◆ **WORK INSTRUCTION**
Write the next few paragraphs of the article on Turkey's spice exports, picking up after its final sentence.

◆ **EXCERPTED TEXT**
-- Opening Marker --
Turkey's spice exports skyrocketed in 2021. Being home to a variety of spices, Turkey displayed a surge in its exports of red pepper flakes, thyme and cumin.
Spices are and have been a major part of our lives. They were incredibly important throughout history and will continue to be. Many were revered for their therapeutic benefits long before they were used in cooking. Modern science has now demonstrated that many of these do, in fact, provide significant health benefits.
With this being the case, spices are the world's 642nd most traded product with a total trade value of $2.88B. Between 2018 and 2019, Spice exports increased by 1.72% from $2.83B to $2.88B, and it seems that it will continue to increase. Spice trades account for 0.016% of total world trade. However, considering how many products are traded in the world, this percentage is too high. Economically, it's huge.
-- Closing Marker --
◆ **EXTRACTED MATERIAL**
-- Opening Marker --
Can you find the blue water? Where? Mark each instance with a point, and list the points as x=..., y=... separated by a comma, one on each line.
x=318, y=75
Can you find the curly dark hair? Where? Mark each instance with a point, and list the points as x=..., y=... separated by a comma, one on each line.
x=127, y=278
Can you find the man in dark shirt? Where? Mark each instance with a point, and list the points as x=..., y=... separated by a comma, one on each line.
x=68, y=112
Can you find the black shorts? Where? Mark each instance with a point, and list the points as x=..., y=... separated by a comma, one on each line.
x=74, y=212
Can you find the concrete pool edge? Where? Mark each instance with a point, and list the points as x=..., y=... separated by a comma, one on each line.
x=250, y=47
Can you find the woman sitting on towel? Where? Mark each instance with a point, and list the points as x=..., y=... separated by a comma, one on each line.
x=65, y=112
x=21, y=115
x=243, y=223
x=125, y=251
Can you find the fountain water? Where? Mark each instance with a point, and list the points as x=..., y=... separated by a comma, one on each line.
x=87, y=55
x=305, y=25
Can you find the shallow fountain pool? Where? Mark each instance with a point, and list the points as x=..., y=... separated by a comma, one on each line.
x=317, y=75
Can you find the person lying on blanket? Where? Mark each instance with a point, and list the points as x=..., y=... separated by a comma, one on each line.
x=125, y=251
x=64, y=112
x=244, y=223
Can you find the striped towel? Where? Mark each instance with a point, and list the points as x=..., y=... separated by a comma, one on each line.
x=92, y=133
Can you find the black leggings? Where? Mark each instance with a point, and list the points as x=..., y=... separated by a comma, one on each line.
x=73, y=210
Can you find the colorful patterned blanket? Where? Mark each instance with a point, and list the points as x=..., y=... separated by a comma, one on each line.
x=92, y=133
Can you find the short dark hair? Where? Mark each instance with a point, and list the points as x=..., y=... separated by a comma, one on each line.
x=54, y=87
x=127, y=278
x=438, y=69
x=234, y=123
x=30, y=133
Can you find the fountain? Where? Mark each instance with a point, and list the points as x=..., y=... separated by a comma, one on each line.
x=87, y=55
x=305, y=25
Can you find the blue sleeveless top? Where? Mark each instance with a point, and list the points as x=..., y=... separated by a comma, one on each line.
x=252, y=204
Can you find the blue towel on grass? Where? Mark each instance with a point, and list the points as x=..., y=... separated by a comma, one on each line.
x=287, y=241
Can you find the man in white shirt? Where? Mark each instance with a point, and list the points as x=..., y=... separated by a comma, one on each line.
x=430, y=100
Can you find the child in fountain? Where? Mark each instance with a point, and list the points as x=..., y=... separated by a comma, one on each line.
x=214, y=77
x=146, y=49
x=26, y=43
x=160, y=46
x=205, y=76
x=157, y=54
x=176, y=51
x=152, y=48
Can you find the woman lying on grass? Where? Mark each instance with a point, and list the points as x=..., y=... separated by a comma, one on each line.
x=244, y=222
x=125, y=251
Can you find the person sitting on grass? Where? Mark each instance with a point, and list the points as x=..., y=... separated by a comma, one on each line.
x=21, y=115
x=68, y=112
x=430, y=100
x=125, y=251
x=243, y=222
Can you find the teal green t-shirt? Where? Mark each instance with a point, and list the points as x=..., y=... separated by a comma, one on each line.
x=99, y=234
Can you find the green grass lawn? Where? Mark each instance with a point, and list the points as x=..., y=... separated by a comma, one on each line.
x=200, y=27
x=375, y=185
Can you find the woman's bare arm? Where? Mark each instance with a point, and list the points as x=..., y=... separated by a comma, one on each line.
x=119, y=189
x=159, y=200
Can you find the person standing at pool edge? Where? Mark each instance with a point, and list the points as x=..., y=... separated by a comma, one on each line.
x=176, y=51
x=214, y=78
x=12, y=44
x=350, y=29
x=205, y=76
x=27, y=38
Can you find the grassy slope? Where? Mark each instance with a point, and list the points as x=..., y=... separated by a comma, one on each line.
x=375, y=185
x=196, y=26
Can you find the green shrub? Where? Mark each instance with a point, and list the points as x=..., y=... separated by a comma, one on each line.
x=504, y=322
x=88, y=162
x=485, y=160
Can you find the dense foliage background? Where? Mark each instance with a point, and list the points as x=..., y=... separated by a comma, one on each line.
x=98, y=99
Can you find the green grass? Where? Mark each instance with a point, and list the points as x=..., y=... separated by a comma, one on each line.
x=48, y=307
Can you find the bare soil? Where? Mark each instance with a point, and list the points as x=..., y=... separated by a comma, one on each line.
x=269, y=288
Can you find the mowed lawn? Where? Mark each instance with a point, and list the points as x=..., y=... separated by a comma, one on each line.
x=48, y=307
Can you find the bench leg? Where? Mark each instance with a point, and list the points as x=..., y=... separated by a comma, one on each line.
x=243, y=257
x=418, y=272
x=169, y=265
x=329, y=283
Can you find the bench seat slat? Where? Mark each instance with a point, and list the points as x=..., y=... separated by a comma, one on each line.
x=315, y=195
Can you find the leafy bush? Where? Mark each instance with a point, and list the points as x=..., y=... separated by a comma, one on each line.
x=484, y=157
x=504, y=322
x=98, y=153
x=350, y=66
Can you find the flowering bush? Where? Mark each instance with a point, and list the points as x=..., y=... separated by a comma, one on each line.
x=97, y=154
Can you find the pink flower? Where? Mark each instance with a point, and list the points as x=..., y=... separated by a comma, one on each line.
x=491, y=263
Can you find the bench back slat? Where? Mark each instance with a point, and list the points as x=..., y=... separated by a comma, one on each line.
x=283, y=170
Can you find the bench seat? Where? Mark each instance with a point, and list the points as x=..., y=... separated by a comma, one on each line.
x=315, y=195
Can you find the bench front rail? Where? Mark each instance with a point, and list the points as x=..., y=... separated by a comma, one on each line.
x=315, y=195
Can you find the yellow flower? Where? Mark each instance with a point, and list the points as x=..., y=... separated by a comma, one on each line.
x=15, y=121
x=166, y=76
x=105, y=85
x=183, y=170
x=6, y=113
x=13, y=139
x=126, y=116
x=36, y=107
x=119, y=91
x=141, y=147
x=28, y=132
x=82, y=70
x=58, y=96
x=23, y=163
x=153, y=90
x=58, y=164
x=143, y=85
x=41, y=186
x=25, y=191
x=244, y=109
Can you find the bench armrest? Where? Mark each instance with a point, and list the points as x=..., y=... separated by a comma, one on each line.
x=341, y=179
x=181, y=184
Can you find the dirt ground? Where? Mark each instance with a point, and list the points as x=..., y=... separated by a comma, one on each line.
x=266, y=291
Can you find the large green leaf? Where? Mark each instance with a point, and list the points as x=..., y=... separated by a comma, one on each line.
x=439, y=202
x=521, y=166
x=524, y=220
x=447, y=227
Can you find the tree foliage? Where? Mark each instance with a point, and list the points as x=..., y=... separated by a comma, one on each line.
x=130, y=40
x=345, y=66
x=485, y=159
-- Closing Marker --
◆ **OUTPUT**
Spices produced in Turkey have become the world's favorite. Spices not only add flavor to the food, but they also make a substantial contribution to Turkey's exports. Perhaps the most popular among them is red pepper flakes. The export of red pepper flakes, one of the indispensable ingredients of dishes in Turkey, increased by 21.8% in 2021 compared to the previous year and reached $9.2M.
According to the data from The Southeast Anatolian Exporters Associations, $7.5M of red pepper flakes were exported from Turkey in 2020. In 2021, exports exceeded the previous year's figures by 21.8% and reached $9.2M
Last year, 3,886 tons of red pepper flakes were sold to 114 countries, including Germany, Saudi Arabia, England, the Netherlands, France, Sweden, Canada, Italy, and the USA. Germany was the country to which red pepper flakes were exported the most with 2 million 202 thousand dollars. It was followed by the Netherlands with 1 million 591 thousand dollars and the UK with 997 thousand dollars.
Thyme, bay leaves, and cumin were the most popular exports. With 64 million dollars in total spice exports, thyme accounted for 30% of total spice exports. It was followed by bay leaf, which had a $44M export, and cumin, which had an $11M export.
It is estimated that thyme exports would be even higher if there was no drought. 23 thousand tons of thyme export was foreseen in 2021, but it remained at 21 thousand tons. 90 percent of thyme is produced in Denizli.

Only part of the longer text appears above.